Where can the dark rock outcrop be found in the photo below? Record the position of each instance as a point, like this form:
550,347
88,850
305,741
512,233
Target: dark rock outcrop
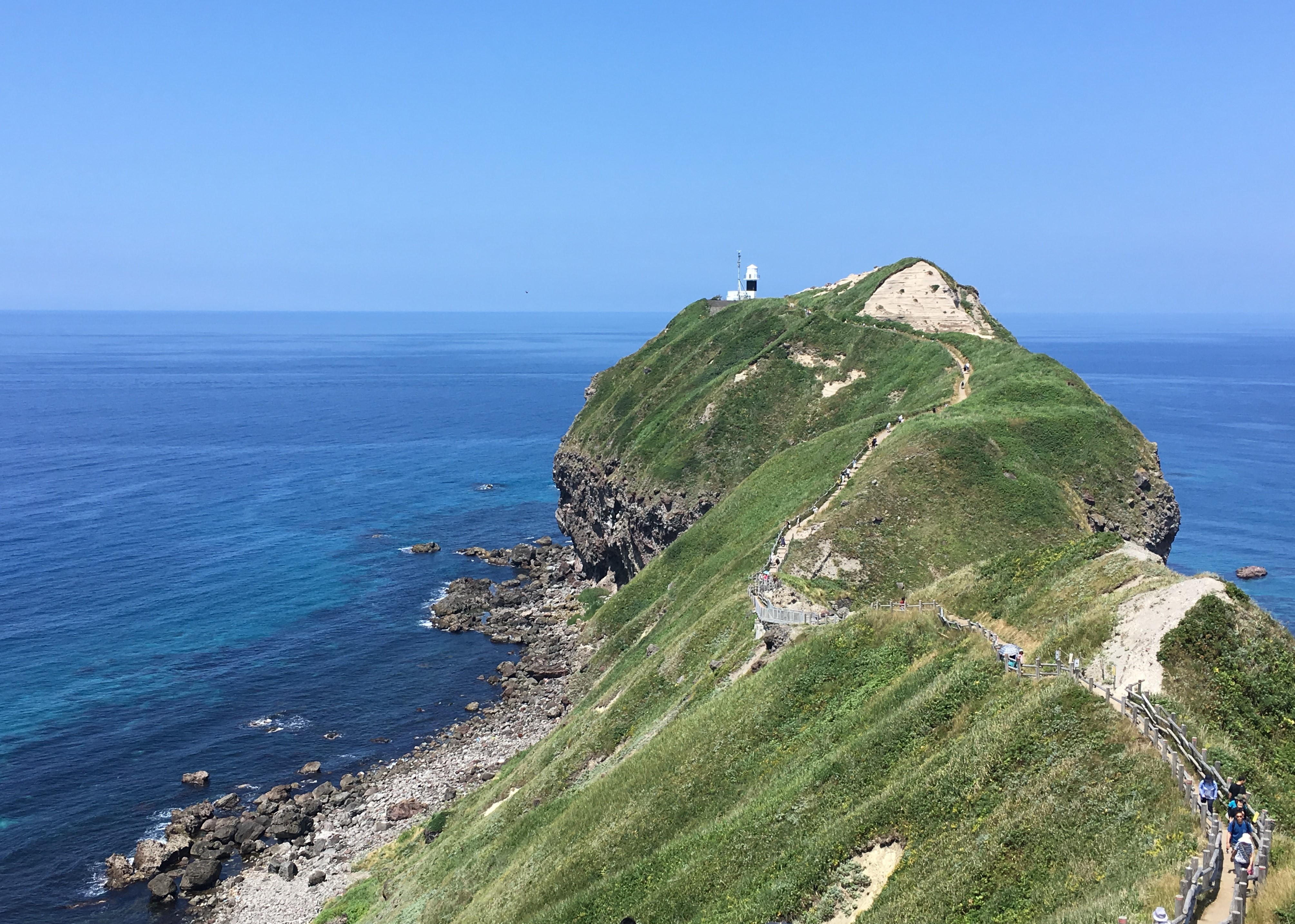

────────

> _DIRECTION_:
Return all the rows above line for line and unchanged, leaving out the pictures.

> _CORRECT RESPONSE_:
Where can the dark rock outcrop be found in the photo below? Record the position of each instance as a point, like this form:
550,347
88,850
305,741
512,233
Target: dark rock outcrop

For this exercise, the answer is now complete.